■ Extrait du document:
****************************************

On peut se féliciter qu'aujourd'hui 8 enfants sur 10, dans le monde, soient vaccinés contre 6 maladies infectieuses : diphtérie, rougeole, tétanos, coqueluche, poliomyélite et tuberculose.

Le gouvernement entend soutenir le potentiel de recherche et de développement, qui existe en France dans ce domaine. La collaboration entre l'industrie privée et les institutions publiques de recherche pourrait être utilement renforcée à cette fin.

Le rôle de la vaccination dans la prévention des maladies se mesure en nombre de vies sauvées et de souffrances évitées, mais également en économie au titre des pathologies ainsi évitées.

Dans les pays développés, nous sommes appelés à une meilleure maîtrise des dépenses de santé.

Nous avons entrepris de les traiter par une réforme ambitieuse qui impose à tous les acteurs de la santé, y compris bien sûr les industriels, de nouvelles règles du jeu, qui, en même temps, consolideront notre industrie.

****************************************

■ Données fournies:

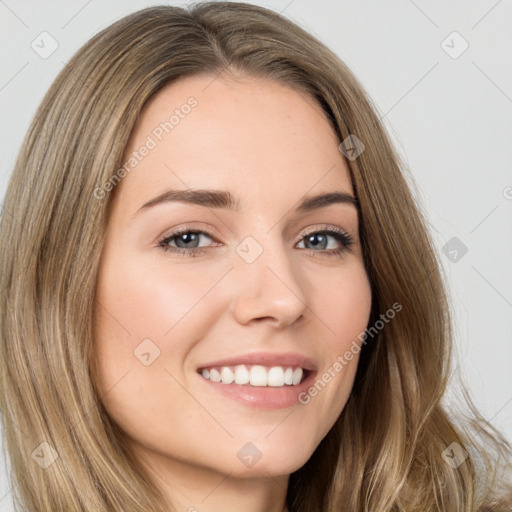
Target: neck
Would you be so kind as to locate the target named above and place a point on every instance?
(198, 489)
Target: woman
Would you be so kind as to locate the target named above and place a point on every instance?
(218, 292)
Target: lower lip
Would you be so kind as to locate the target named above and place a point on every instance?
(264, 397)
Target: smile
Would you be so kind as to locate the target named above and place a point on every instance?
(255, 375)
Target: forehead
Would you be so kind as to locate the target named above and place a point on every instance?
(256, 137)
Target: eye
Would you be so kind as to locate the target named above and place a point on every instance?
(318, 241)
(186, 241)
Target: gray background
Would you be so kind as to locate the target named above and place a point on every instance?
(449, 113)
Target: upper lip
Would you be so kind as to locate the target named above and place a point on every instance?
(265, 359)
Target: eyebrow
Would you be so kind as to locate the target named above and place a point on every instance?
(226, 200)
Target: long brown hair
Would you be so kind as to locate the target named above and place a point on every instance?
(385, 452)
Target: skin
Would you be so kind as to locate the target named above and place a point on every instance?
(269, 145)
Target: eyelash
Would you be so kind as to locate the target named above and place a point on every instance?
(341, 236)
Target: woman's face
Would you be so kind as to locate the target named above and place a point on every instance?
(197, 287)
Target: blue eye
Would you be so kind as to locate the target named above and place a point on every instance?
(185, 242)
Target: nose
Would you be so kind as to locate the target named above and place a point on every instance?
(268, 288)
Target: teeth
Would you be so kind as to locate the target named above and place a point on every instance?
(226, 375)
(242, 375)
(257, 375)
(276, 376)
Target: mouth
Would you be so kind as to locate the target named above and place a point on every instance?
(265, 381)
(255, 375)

****************************************

■ Explorer le contenu:
1/ Recopiez fidèlement le passage de l'extrait sur la vaccination qui va de "Le gouvernement entend" jusqu'à "dépenses de santé.".
2/ D'après l'extrait sur la vaccination, les affirmations suivantes sont-elles exactes ? Répondez par oui ou par non et citez les mots du texte qui le justifient. (a) Dans le monde, huit enfants sur dix sont vaccinés contre six maladies infectieuses. (b) La réforme évoquée dispense les industriels des nouvelles règles du jeu. (c) Le rôle de la vaccination se mesure seulement en vies sauvées et en souffrances évitées.
La liste n'intervient en rien dans ce travail.

■ Réponses attendues:
1/
Le gouvernement entend soutenir le potentiel de recherche et de développement, qui existe en France dans ce domaine. La collaboration entre l'industrie privée et les institutions publiques de recherche pourrait être utilement renforcée à cette fin.

Le rôle de la vaccination dans la prévention des maladies se mesure en nombre de vies sauvées et de souffrances évitées, mais également en économie au titre des pathologies ainsi évitées.

Dans les pays développés, nous sommes appelés à une meilleure maîtrise des dépenses de santé.

2/
(a) Oui : « 8 enfants sur 10, dans le monde, soient vaccinés contre 6 maladies infectieuses ».
(b) Non : « impose à tous les acteurs de la santé, y compris bien sûr les industriels, de nouvelles règles du jeu ».
(c) Non : « mais également en économie au titre des pathologies ainsi évitées ».